**Document text**
Wilson "Willie Tee" Turbinton
is Born
February
6, 1944
Born in New Orleans on February 6, 1944, Wilson Turbinton (known as Tee and Willie Tee) arranged,
co-wrote and led the band on the Wild Magnolias' self-titled 1974 debut album. The popularity of that recording, and the subsequent
They Call Us Wild introduced the Mardi Gras Indians' street-beat funk to the world.
Wilson Turbinton and his older
brother, modern jazz saxophonist, Earl Turbinton, grew up in the Calliope public housing complex alongside the Neville brothers.
His earliest influences ranged from the rhythm and blues of Professor Longhair to the jazz of John Coltrane.
He
made his first recordings for the local AFO Records in 1962 while still a teenager. Three years later, he cut "Teasin You", a soulful, mid-tempo composition for Atlantic Records. His "Walking Up a One Way Street" and "Thank You John" were also popular hits.
In the late 1960s, Willie Tee & the Souls played venues from the
Apollo Theater in Harlem to the Ivanhoe on Bourbon Street. After hearing the band at the Ivanhoe in 1968, jazz musician Cannonball
Adderley encouraged Tee to record an instrumental album. The album was never released, but the master tapes were recently
rediscovered in the vaults of Capitol Records. Tee's pop was called expressive, his funk ferocious and his jazz "like
mirrors in a prism" by longtime producer Leo Sacks, who called Willie Tee "a monster on the B-3 organ" in
a Times-Picayune article.
Tee's early recordings, many of which were reissued by New York's Tuff City
Records, were employed as source material for rappers. Houston's Geto Boys sampled "Smoke My Peace Pipe (Smoke It Right)", a song Tee had written for the Wild Magnolias. Sean Combs borrowed riffs and grooves from the Gaturs' "Concentrate"

**Explore the material**
(A) Decide whether each statement below agrees with the text about Willie Tee, answering yes or no and quoting the words of the text that settle it. (i) Willie Tee made his first recordings for AFO Records in 1962. (ii) The instrumental album that Cannonball Adderley encouraged was released by Capitol Records. (iii) Earl Turbinton was Willie Tee's younger brother.
(B) Print the part of the text about Willie Tee between "Wilson Turbinton and" and "the Neville brothers.", inclusive.

Stored data:
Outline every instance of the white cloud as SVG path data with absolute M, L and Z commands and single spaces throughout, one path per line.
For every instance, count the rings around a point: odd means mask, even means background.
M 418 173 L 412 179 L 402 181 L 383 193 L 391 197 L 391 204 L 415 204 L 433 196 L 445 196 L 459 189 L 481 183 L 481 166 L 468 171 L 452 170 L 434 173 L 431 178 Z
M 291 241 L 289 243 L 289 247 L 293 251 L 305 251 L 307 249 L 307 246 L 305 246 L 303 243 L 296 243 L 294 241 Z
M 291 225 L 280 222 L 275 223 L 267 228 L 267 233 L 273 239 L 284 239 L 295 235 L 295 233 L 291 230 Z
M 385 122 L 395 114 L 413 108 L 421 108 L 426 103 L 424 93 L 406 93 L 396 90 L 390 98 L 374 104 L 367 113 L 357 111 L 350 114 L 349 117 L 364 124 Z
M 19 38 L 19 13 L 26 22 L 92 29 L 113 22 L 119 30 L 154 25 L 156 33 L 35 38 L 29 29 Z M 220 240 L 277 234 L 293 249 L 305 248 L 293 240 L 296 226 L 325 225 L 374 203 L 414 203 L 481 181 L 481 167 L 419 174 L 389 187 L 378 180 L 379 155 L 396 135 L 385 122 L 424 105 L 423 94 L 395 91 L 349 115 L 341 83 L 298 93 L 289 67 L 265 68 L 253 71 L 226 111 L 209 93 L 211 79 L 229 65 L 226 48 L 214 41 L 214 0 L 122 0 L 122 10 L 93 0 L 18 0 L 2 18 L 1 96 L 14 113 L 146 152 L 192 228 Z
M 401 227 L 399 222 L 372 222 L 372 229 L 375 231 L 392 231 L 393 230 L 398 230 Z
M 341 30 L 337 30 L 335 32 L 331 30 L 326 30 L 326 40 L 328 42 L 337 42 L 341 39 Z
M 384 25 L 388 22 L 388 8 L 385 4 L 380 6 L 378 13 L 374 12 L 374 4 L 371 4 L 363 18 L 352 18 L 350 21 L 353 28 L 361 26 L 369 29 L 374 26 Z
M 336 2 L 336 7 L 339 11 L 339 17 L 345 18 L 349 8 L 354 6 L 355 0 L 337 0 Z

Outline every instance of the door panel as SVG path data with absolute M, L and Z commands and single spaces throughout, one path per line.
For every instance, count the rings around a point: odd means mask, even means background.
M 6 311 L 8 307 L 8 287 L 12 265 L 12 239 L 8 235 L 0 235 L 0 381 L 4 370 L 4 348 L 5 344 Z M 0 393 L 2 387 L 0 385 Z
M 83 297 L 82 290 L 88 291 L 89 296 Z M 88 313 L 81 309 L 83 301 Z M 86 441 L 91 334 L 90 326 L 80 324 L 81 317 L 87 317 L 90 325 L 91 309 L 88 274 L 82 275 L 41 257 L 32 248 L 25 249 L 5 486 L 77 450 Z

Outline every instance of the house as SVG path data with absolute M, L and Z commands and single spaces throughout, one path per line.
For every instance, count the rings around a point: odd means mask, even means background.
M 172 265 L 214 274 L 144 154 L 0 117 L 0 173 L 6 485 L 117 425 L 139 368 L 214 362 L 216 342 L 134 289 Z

**Exercise solutions**
(A)
(i) Yes: "made his first recordings for the local AFO Records in 1962 while still a teenager"
(ii) No: "The album was never released, but the master tapes were recently rediscovered in the vaults of Capitol Records."
(iii) No: "Wilson Turbinton and his older brother, modern jazz saxophonist, Earl Turbinton"

(B)
Wilson Turbinton and his older
brother, modern jazz saxophonist, Earl Turbinton, grew up in the Calliope public housing complex alongside the Neville brothers.